### Problem to solve
Please revise the lines below so that every "UI grounding query" becomes "Box request", leaving everything else unchanged.

### Entries provided
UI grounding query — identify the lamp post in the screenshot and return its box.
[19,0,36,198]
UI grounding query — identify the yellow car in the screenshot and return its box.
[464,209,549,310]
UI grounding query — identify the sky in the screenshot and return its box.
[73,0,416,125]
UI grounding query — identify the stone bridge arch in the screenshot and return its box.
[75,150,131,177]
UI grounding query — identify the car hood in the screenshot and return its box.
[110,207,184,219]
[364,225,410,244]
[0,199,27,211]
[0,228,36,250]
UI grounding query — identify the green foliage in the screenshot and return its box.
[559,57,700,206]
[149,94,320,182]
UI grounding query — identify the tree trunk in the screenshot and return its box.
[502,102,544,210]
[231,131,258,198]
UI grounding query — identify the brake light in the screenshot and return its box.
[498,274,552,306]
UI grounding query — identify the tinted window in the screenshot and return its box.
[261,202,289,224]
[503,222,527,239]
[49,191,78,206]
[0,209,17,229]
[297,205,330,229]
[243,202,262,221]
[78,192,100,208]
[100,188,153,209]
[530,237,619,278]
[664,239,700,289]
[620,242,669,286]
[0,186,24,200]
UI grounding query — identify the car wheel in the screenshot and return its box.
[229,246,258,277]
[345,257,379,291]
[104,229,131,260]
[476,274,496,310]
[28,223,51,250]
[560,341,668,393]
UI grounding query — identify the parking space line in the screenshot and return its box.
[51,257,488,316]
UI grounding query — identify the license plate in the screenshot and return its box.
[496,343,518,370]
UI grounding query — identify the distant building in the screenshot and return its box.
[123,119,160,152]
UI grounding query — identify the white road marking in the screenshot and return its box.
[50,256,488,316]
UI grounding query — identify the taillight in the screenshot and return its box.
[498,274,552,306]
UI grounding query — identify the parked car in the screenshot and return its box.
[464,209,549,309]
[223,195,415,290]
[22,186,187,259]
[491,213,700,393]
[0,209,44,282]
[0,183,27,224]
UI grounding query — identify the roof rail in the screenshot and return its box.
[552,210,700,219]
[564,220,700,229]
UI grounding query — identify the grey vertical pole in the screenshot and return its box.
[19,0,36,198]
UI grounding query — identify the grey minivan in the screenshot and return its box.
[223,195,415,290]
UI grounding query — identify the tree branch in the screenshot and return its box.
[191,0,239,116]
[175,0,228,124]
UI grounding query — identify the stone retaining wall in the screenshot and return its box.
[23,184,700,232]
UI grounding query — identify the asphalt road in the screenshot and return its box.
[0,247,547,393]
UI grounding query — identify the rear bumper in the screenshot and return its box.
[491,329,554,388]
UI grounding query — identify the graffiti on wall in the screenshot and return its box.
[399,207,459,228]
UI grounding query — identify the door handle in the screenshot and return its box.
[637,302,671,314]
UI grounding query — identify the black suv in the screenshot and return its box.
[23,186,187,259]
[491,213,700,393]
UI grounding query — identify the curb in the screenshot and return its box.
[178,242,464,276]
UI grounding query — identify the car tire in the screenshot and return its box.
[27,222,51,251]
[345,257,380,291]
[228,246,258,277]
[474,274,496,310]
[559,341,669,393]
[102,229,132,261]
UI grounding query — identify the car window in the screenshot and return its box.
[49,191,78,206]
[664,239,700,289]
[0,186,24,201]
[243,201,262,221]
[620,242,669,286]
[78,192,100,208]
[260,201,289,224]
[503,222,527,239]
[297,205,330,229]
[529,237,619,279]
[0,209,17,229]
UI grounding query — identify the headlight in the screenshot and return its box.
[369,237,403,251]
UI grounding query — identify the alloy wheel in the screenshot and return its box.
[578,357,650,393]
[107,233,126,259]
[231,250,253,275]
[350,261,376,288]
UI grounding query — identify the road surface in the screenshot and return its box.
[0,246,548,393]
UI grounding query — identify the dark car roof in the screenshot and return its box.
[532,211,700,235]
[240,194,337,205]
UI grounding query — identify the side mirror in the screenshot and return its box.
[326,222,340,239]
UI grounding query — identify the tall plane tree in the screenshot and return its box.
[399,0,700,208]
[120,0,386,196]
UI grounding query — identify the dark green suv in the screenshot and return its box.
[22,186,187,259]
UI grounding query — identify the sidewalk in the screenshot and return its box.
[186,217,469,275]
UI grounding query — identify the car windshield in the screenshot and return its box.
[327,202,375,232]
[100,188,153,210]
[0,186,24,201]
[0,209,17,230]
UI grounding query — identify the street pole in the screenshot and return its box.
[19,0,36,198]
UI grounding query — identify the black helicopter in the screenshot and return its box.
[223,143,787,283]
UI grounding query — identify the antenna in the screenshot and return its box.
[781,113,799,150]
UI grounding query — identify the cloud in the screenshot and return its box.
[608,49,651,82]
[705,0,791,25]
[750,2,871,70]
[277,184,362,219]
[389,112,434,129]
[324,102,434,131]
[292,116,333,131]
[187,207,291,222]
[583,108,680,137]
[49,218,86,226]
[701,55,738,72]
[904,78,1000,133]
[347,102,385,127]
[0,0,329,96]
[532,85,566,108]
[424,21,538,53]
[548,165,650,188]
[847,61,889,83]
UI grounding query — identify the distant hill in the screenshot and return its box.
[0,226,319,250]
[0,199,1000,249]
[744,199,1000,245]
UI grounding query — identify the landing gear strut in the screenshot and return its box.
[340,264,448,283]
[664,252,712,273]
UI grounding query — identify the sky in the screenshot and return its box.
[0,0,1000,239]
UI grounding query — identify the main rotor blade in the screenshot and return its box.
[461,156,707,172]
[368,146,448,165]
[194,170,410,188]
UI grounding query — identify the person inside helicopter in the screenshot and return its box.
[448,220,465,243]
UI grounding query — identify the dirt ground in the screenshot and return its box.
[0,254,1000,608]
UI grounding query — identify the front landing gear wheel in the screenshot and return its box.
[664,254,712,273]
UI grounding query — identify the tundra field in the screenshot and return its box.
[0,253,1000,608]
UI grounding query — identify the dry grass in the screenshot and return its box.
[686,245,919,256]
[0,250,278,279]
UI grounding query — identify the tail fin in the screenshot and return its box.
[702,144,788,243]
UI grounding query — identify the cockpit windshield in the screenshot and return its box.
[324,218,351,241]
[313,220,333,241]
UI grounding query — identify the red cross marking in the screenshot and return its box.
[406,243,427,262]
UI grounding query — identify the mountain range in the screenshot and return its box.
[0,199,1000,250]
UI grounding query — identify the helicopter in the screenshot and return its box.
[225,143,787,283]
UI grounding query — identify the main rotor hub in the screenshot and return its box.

### Full response
Box request — identify the lamp post in the screenshot and return its box.
[19,0,36,198]
Box request — identify the yellow car in the screenshot and return its box.
[464,209,549,310]
Box request — identify the sky in the screenshot and return its box.
[73,0,416,125]
Box request — identify the stone bridge arch in the screenshot and return its box.
[75,150,131,177]
Box request — identify the car hood in the screenshot and return its box.
[110,207,184,219]
[364,225,410,244]
[0,199,27,211]
[0,228,36,250]
Box request — identify the green foliage in the screenshot and return its box.
[559,57,700,206]
[149,94,320,182]
Box request — identify the tree trunk in the screenshot and return its box.
[502,102,544,210]
[231,131,258,198]
Box request — identify the brake light in the screenshot and return its box.
[498,274,552,306]
Box request — identify the tinted window in the screenshot and return its box.
[261,202,289,224]
[503,222,527,239]
[49,191,78,206]
[0,209,17,229]
[297,205,330,229]
[243,202,262,221]
[78,192,100,208]
[100,188,153,209]
[530,237,619,278]
[664,239,700,289]
[620,242,669,286]
[0,186,24,200]
Box request — identify the car wheel in the screenshot and return its box.
[229,246,258,277]
[345,257,379,291]
[104,229,131,260]
[476,274,496,310]
[28,223,51,250]
[560,341,668,393]
Box request — identify the parking space line in the screenshot and return its box.
[51,257,488,316]
Box request — identify the license plate in the screenshot and return its box.
[496,343,518,370]
Box request — identify the distant building in the screenshot and return its box.
[123,119,160,152]
Box request — identify the white road marking in the screenshot and return its box.
[50,256,488,316]
Box request — identify the taillight in the screenshot and return its box.
[498,274,552,306]
Box request — identify the parked car in the screenshot and return its box.
[464,209,549,309]
[223,195,415,290]
[22,186,187,259]
[491,213,700,393]
[0,209,44,282]
[0,183,27,224]
Box request — identify the roof rail in the screenshot and return its box.
[552,210,700,219]
[564,220,700,229]
Box request — identify the grey vertical pole in the screenshot and return its box.
[19,0,36,198]
Box request — identify the grey minivan in the screenshot and return its box.
[223,195,415,290]
Box request — identify the tree branch in the screenshot and return its box.
[191,0,239,116]
[175,0,228,124]
Box request — identify the stone retaining wall in the screenshot and return its box.
[23,184,700,232]
Box request — identify the asphalt road in the screenshot and return its box.
[0,247,547,393]
Box request — identify the rear bumper in the screenshot and return its box.
[491,329,554,388]
Box request — identify the graffiti on wall in the screenshot and return its box.
[399,207,459,228]
Box request — identify the door handle in the screenshot and return its box.
[637,302,671,314]
Box request — identify the black suv in the screenshot and return its box.
[23,186,187,259]
[491,213,700,393]
Box request — identify the curb in the screenshot and return its box.
[178,242,464,276]
Box request — identify the car tire in the screenshot and return its box.
[27,222,51,251]
[345,257,380,291]
[228,246,258,277]
[474,274,496,310]
[559,341,669,393]
[102,229,132,261]
Box request — identify the car window in the screenshot and return its box.
[49,191,78,206]
[664,239,700,289]
[0,186,24,201]
[243,201,262,221]
[620,242,669,286]
[78,192,100,208]
[260,201,289,224]
[503,222,527,239]
[297,205,330,229]
[529,237,619,279]
[0,209,17,229]
Box request — identify the headlight in the screenshot and return its box.
[369,237,403,251]
Box request — identify the alloy wheel in the screenshot and return its box.
[578,357,650,393]
[107,233,126,259]
[231,250,253,275]
[350,261,376,288]
Box request — identify the road surface in the screenshot and return its box.
[0,246,548,393]
Box request — identify the dark car roof in the screenshot and return its box.
[532,211,700,235]
[240,194,337,205]
Box request — identify the side mirror in the screenshot and return its box.
[326,222,340,239]
Box request — identify the tall plane tree in the screenshot and return its box.
[399,0,700,208]
[120,0,386,196]
Box request — identify the dark green suv in the screenshot and return its box.
[22,186,187,259]
Box request — identify the sidewalk in the screenshot and return its box.
[186,217,469,275]
Box request — identify the car windshield in the screenshot and return its box.
[327,202,375,232]
[100,188,153,210]
[0,186,24,201]
[0,209,17,230]
Box request — identify the street pole in the screenshot and return its box.
[19,0,36,198]
Box request — identify the black helicopter in the screenshot and return its box.
[223,143,787,283]
Box request — identify the antenna in the screenshot and return its box.
[781,113,799,150]
Box request — identify the cloud in the screenshot and return its box.
[608,49,651,82]
[705,0,791,25]
[750,2,871,70]
[277,184,362,219]
[389,112,434,129]
[324,102,434,131]
[292,116,333,131]
[187,207,291,222]
[583,108,680,137]
[49,218,86,226]
[701,55,738,72]
[904,78,1000,133]
[347,102,385,127]
[0,0,329,96]
[532,85,566,108]
[424,21,538,53]
[548,165,650,188]
[847,61,889,83]
Box request — identify the distant hill in the screenshot and return its box.
[0,226,319,250]
[0,199,1000,249]
[744,199,1000,245]
Box request — identify the landing gear strut in the screenshot and return its box.
[340,264,448,283]
[664,252,712,273]
Box request — identify the sky in the screenshot and return its box.
[0,0,1000,239]
Box request — identify the main rotor blade in the screenshot and return its box.
[461,156,707,172]
[368,146,448,165]
[194,170,410,188]
Box request — identify the person inside helicopter in the screenshot and return its box.
[448,220,465,243]
Box request — identify the dirt ground in the screenshot and return its box.
[0,254,1000,608]
Box request — identify the front landing gear wheel in the screenshot and return its box.
[664,254,712,273]
Box request — identify the tundra field in the screenshot and return its box.
[0,253,1000,608]
Box request — identify the dry grass in the screenshot and return its box.
[686,245,919,256]
[0,250,278,279]
Box request — identify the tail fin in the screenshot and return its box.
[702,144,788,243]
Box request — identify the cockpit windshield in the screenshot and return its box.
[324,218,351,241]
[313,220,333,241]
Box request — identify the red cross marking in the screenshot and return its box.
[406,243,427,262]
Box request — identify the mountain range in the screenshot and return its box.
[0,199,1000,250]
Box request — identify the helicopter in the screenshot and return its box.
[225,143,787,283]
Box request — identify the main rotor hub in the screenshot and return its box.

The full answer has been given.